> _Work instructions_: Starting at the line that contains "# trace the outline of every instance of the fishing" and continuing through the end of the records, reproduce every line, requests included. Scale each coordinate in the answer paths by 0.55 and round to the nearest whole number, with halves rounded up, leaving all other lines unchanged.

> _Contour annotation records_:
——

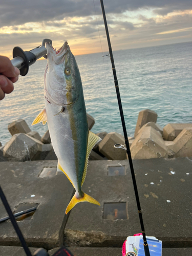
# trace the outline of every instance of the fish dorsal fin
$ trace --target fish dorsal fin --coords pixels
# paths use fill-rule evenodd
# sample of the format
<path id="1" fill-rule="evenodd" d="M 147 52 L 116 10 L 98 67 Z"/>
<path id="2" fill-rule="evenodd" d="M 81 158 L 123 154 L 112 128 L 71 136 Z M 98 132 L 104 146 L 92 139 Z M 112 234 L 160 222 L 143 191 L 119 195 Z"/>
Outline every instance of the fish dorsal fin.
<path id="1" fill-rule="evenodd" d="M 99 141 L 101 140 L 100 137 L 92 133 L 90 131 L 89 131 L 88 135 L 88 146 L 87 148 L 87 153 L 86 153 L 86 163 L 84 164 L 84 168 L 83 171 L 83 174 L 82 178 L 81 185 L 82 186 L 84 180 L 86 179 L 87 170 L 88 169 L 88 162 L 89 162 L 89 157 L 90 155 L 91 151 L 93 150 L 94 146 Z"/>
<path id="2" fill-rule="evenodd" d="M 47 115 L 45 108 L 44 108 L 44 109 L 41 110 L 41 111 L 35 117 L 31 125 L 33 125 L 34 124 L 39 123 L 40 122 L 42 122 L 44 125 L 47 122 Z"/>
<path id="3" fill-rule="evenodd" d="M 70 180 L 70 179 L 69 178 L 68 175 L 67 175 L 67 174 L 65 172 L 65 170 L 63 170 L 63 169 L 62 168 L 62 167 L 61 166 L 60 163 L 58 162 L 58 163 L 57 163 L 57 172 L 62 172 L 63 173 L 64 173 L 66 175 L 66 176 L 67 177 L 67 178 L 69 179 L 69 180 L 70 181 L 70 182 L 73 185 L 73 187 L 74 187 L 74 185 L 73 184 L 73 182 L 71 181 L 71 180 Z"/>

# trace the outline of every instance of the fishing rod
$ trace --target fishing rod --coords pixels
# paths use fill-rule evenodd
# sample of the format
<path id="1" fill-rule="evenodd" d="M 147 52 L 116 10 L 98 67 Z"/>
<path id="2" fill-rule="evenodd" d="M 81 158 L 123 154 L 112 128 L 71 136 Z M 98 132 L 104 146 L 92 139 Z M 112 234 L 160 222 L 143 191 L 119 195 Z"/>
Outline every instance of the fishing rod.
<path id="1" fill-rule="evenodd" d="M 123 130 L 124 137 L 124 139 L 125 139 L 125 143 L 126 147 L 126 153 L 127 153 L 127 156 L 128 156 L 129 161 L 130 163 L 131 173 L 131 175 L 132 175 L 132 177 L 133 183 L 137 205 L 137 209 L 138 209 L 138 211 L 139 213 L 139 220 L 140 220 L 140 225 L 141 225 L 141 227 L 142 233 L 143 234 L 143 245 L 144 245 L 145 254 L 145 256 L 150 256 L 150 250 L 149 250 L 148 245 L 148 244 L 147 244 L 147 242 L 146 241 L 146 234 L 145 234 L 145 229 L 144 227 L 143 218 L 142 217 L 141 208 L 141 206 L 140 206 L 140 201 L 139 201 L 139 194 L 138 194 L 138 191 L 137 187 L 136 180 L 135 179 L 134 169 L 133 165 L 132 158 L 131 157 L 131 151 L 130 151 L 130 146 L 129 146 L 129 140 L 128 140 L 127 135 L 127 133 L 126 133 L 125 123 L 125 121 L 124 121 L 123 109 L 122 109 L 122 104 L 121 104 L 121 96 L 120 95 L 119 85 L 118 85 L 118 80 L 117 80 L 116 71 L 115 63 L 114 63 L 114 60 L 113 56 L 112 48 L 111 45 L 110 37 L 110 35 L 109 35 L 109 30 L 108 30 L 108 24 L 106 22 L 105 12 L 104 10 L 104 7 L 103 0 L 100 0 L 100 3 L 101 3 L 102 12 L 102 14 L 103 14 L 104 27 L 105 28 L 106 35 L 106 38 L 107 38 L 108 42 L 109 50 L 109 53 L 110 53 L 110 59 L 111 59 L 111 64 L 112 64 L 112 66 L 113 76 L 114 77 L 115 87 L 115 89 L 116 91 L 116 94 L 117 94 L 118 103 L 118 105 L 119 105 L 119 112 L 120 112 L 120 114 L 121 116 L 122 126 L 122 128 L 123 128 Z"/>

——

> _Result of the task_:
# trace the outline of every instance of the fishing rod
$ trace --target fishing rod --coords pixels
# paths use fill-rule evenodd
# sample of the format
<path id="1" fill-rule="evenodd" d="M 147 52 L 116 10 L 98 67 Z"/>
<path id="2" fill-rule="evenodd" d="M 81 158 L 123 154 L 112 128 L 71 136 Z M 98 132 L 104 146 L 92 139 Z M 112 234 L 160 222 L 143 191 L 119 195 Z"/>
Outline every instance of the fishing rod.
<path id="1" fill-rule="evenodd" d="M 68 72 L 68 75 L 68 76 L 69 76 L 69 79 L 69 81 L 69 84 L 70 84 L 70 86 L 70 86 L 71 89 L 72 90 L 72 95 L 72 96 L 73 96 L 73 97 L 73 101 L 75 113 L 75 115 L 76 115 L 76 116 L 76 117 L 76 121 L 77 121 L 77 124 L 78 124 L 78 125 L 78 128 L 79 129 L 79 135 L 79 135 L 80 140 L 80 141 L 83 141 L 83 138 L 82 138 L 81 135 L 81 134 L 81 134 L 81 133 L 80 133 L 80 129 L 80 129 L 80 126 L 79 125 L 79 120 L 78 119 L 78 114 L 78 113 L 77 113 L 77 111 L 76 111 L 76 107 L 76 107 L 76 105 L 75 103 L 75 99 L 74 98 L 74 93 L 73 91 L 73 87 L 72 86 L 72 83 L 72 83 L 72 80 L 71 80 L 71 77 L 70 77 L 70 74 L 70 73 L 69 73 L 69 68 L 69 67 L 68 67 L 68 60 L 67 60 L 67 57 L 67 57 L 67 53 L 66 52 L 65 47 L 65 47 L 65 44 L 64 44 L 64 39 L 63 35 L 63 35 L 63 33 L 62 31 L 62 26 L 61 25 L 61 20 L 61 19 L 60 19 L 60 17 L 59 17 L 59 13 L 58 12 L 58 7 L 57 6 L 57 4 L 57 0 L 55 0 L 55 2 L 56 2 L 56 7 L 56 8 L 57 8 L 57 15 L 58 15 L 58 19 L 58 21 L 59 21 L 59 23 L 60 28 L 60 29 L 61 29 L 61 32 L 61 32 L 61 35 L 62 35 L 62 36 L 62 42 L 63 42 L 63 48 L 63 49 L 64 50 L 64 52 L 64 52 L 65 57 L 65 58 L 65 58 L 65 62 L 66 62 L 66 63 L 67 64 L 67 69 L 67 70 L 68 70 Z"/>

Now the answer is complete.